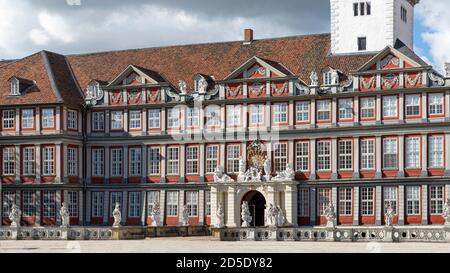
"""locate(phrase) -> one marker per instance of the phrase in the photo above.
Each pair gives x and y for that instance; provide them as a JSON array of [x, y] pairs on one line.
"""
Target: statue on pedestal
[[185, 216], [117, 214], [245, 215], [389, 216], [446, 212], [220, 217], [330, 215], [65, 216], [156, 215], [15, 216]]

Written problem: Could you write out the data above again, changing every "instance" to "occurrence" and keeping everything else the same? Leave the pictures out.

Answer to the exercise:
"""locate(phrase) -> one marker per occurrence of the phrase in the photo above.
Each pair gives x and y for that occurrence; provide them as a JSON array of [x, y] pairs on one line.
"""
Target: statue on pedestal
[[185, 216], [117, 214], [245, 215], [389, 216], [446, 212], [220, 217], [330, 215], [65, 216], [156, 215], [15, 216]]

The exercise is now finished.